### [RECORDS FOR THIS TASK]
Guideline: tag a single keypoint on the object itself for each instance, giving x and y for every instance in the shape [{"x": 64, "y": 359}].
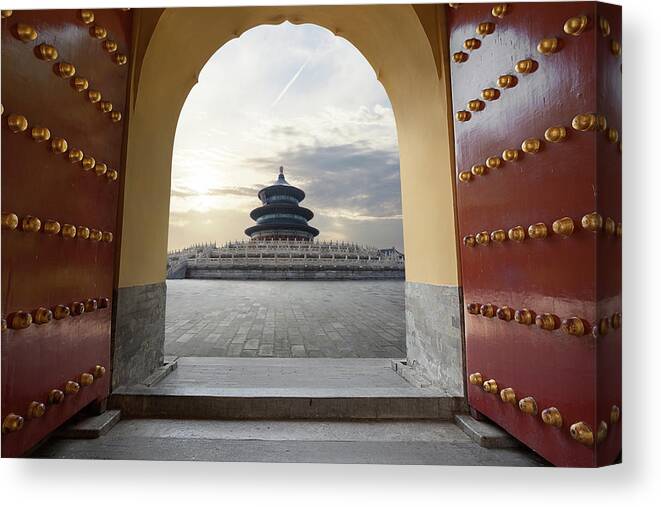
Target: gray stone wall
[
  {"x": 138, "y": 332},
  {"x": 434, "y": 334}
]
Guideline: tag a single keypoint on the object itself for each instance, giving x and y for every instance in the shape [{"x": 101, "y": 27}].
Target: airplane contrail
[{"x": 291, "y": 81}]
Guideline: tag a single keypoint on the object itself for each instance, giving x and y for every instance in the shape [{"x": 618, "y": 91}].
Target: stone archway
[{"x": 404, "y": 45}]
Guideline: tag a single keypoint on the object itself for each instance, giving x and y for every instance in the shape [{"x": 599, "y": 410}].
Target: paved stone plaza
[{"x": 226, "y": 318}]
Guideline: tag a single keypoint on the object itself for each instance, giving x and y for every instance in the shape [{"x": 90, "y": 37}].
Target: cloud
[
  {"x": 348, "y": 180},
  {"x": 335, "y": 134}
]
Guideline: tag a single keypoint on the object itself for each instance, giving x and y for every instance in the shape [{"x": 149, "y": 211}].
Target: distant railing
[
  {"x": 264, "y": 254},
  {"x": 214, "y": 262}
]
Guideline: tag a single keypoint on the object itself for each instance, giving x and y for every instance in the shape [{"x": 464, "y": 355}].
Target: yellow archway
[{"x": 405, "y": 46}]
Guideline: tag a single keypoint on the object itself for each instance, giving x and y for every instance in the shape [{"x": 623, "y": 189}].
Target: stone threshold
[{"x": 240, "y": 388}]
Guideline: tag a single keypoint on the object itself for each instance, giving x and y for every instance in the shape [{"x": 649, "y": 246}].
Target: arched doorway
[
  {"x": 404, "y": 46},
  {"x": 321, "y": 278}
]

### [WORK REQUIRED]
Using the records above, output their complete text exactly, minus any images.

### [RESPONSE TO THE EXERCISE]
Guideline: tag a single keypoint on the object itself for each instance, giving x and y for every instance in the shape [{"x": 64, "y": 359}].
Target: gray stone wall
[
  {"x": 138, "y": 332},
  {"x": 434, "y": 334}
]
Guideline: tag a single keypoint on the object itself for each instance, giving x and y for every instance in the shape [{"x": 101, "y": 27}].
Target: airplane contrail
[{"x": 291, "y": 81}]
Guideline: tag a single keypoint on the object itself for each instance, giving x and y for every instance in the shape [{"x": 618, "y": 91}].
Target: stone archway
[{"x": 404, "y": 45}]
Guideline: tag a single keypoint on the object itself for each instance, giving x and y for every instance in the shape [{"x": 599, "y": 410}].
Target: paved stone plaza
[{"x": 226, "y": 318}]
Guideline: tag a single keypoint on the object itself for each instance, giving x and y for every instance in the shape [{"x": 90, "y": 37}].
Target: cloud
[
  {"x": 348, "y": 180},
  {"x": 335, "y": 134}
]
Guideline: tag a single keypoint on the object itself for each instance, giving x and y for every instance in the shape [{"x": 149, "y": 211}].
Target: distant railing
[
  {"x": 264, "y": 254},
  {"x": 214, "y": 262}
]
Guideline: tag a single keypoint on the object itself for each instance, giving x and y for every instance in the shape [{"x": 464, "y": 355}].
Target: yellow archway
[{"x": 405, "y": 46}]
Guideline: tag a single keypoint on the object itself for each instance, giving x and y for every instance in the shape [{"x": 623, "y": 189}].
Target: stone threshold
[{"x": 240, "y": 388}]
Guideline: tag a single keypoint on the object itself for each instance, giving x and y for every instance in the shape [{"x": 649, "y": 246}].
Target: arched doorway
[
  {"x": 404, "y": 46},
  {"x": 321, "y": 278}
]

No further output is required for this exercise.